Copy each of the following items back unchanged, character for character.

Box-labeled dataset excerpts
########################################

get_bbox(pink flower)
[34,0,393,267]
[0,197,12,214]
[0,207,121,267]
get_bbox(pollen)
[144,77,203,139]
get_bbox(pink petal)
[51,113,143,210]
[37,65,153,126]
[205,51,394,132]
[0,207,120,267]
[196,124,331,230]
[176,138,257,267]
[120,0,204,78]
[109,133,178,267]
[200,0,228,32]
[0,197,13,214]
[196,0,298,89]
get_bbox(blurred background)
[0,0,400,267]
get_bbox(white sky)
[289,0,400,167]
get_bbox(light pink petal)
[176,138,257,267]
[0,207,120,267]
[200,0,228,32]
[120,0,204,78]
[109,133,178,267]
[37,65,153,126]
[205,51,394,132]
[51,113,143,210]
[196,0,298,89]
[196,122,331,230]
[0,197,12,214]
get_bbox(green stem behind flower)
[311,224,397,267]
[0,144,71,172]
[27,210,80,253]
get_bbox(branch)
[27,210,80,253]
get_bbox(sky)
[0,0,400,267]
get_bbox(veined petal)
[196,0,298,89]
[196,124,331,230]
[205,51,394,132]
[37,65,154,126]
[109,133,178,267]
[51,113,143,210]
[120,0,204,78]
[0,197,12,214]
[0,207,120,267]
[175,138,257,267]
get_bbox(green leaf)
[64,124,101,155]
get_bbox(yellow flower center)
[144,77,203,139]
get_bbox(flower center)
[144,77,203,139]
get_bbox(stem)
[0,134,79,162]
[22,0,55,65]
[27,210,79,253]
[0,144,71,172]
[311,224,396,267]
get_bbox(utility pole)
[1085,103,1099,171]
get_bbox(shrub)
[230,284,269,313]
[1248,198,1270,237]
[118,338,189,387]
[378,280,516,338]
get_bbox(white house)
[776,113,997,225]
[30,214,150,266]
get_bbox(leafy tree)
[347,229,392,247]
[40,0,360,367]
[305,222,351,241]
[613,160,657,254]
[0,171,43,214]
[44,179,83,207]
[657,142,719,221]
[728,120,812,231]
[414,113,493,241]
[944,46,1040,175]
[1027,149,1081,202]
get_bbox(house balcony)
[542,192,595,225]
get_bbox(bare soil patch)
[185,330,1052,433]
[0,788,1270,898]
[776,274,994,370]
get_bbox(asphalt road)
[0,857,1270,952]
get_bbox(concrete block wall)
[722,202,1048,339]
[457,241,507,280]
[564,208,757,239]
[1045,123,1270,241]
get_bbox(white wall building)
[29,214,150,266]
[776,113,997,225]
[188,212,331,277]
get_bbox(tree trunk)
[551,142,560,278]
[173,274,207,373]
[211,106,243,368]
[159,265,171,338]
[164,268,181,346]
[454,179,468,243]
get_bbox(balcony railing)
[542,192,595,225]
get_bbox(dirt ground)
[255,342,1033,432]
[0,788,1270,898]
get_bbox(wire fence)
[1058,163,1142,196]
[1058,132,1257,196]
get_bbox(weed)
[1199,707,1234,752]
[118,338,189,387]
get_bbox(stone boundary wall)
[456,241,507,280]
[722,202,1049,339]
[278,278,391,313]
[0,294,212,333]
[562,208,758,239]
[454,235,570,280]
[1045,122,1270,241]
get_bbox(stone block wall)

########################################

* **Written response**
get_bbox(pink flower)
[34,0,393,267]
[0,197,12,214]
[0,207,121,267]
get_bbox(pollen)
[144,77,203,139]
get_bbox(pink petal)
[51,113,143,210]
[37,65,153,126]
[205,51,394,132]
[0,207,120,267]
[196,124,331,230]
[176,138,257,267]
[120,0,204,78]
[109,133,178,267]
[200,0,228,32]
[0,197,13,214]
[196,0,298,89]
get_bbox(blurred background)
[0,0,400,267]
get_bbox(white sky)
[289,0,400,167]
get_bbox(light pink petal)
[176,138,257,267]
[0,207,120,267]
[200,0,228,32]
[120,0,204,78]
[109,133,178,267]
[37,65,153,126]
[205,51,394,132]
[51,113,143,210]
[196,0,298,89]
[196,122,331,230]
[0,197,12,214]
get_bbox(green stem behind flower)
[311,224,397,267]
[0,144,71,172]
[27,210,80,253]
get_bbox(branch)
[27,210,80,253]
get_bbox(sky)
[0,0,400,267]
get_bbox(veined petal)
[196,0,298,89]
[196,124,331,230]
[205,51,394,132]
[37,65,154,126]
[109,133,178,267]
[51,113,143,210]
[120,0,204,78]
[0,197,12,214]
[0,207,120,267]
[175,138,257,267]
get_bbox(green leaf)
[64,124,101,155]
get_bbox(yellow flower center)
[144,77,203,139]
get_bbox(flower center)
[144,77,203,139]
get_bbox(stem)
[0,134,79,162]
[22,0,55,65]
[27,210,79,253]
[0,144,71,172]
[311,224,396,267]
get_bbox(utility pole)
[1085,103,1099,171]
get_bbox(shrub)
[230,284,269,313]
[1248,198,1270,237]
[118,338,189,387]
[378,280,516,338]
get_bbox(white house)
[776,113,997,225]
[30,214,150,266]
get_bbox(leafy tree)
[347,229,392,247]
[40,0,360,367]
[305,222,351,241]
[613,160,657,254]
[0,171,43,214]
[44,179,83,207]
[657,142,719,221]
[728,120,812,231]
[414,113,493,241]
[944,46,1040,175]
[1027,149,1081,202]
get_bbox(house balcony)
[542,192,595,225]
get_bbox(bare soil patch)
[185,330,1052,433]
[0,788,1270,898]
[776,274,994,370]
get_bbox(asphalt road)
[0,857,1270,952]
get_bbox(concrete block wall)
[722,202,1048,339]
[457,241,507,280]
[564,208,757,239]
[1045,123,1270,241]
get_bbox(white wall building)
[29,214,150,266]
[776,113,997,225]
[188,212,331,277]
get_bbox(tree trunk)
[551,142,560,278]
[173,274,207,373]
[211,106,243,368]
[159,265,171,338]
[164,268,181,346]
[454,179,468,243]
get_bbox(balcony railing)
[542,192,595,225]
get_bbox(dirt ground)
[255,342,1033,432]
[0,788,1270,898]
get_bbox(wire fence)
[1058,163,1142,196]
[1058,132,1257,196]
get_bbox(weed)
[1199,707,1234,752]
[118,338,189,387]
get_bbox(stone boundary wall)
[456,241,507,280]
[722,202,1049,339]
[278,278,391,313]
[0,294,212,333]
[562,208,758,239]
[454,235,570,280]
[1045,122,1270,241]
get_bbox(stone block wall)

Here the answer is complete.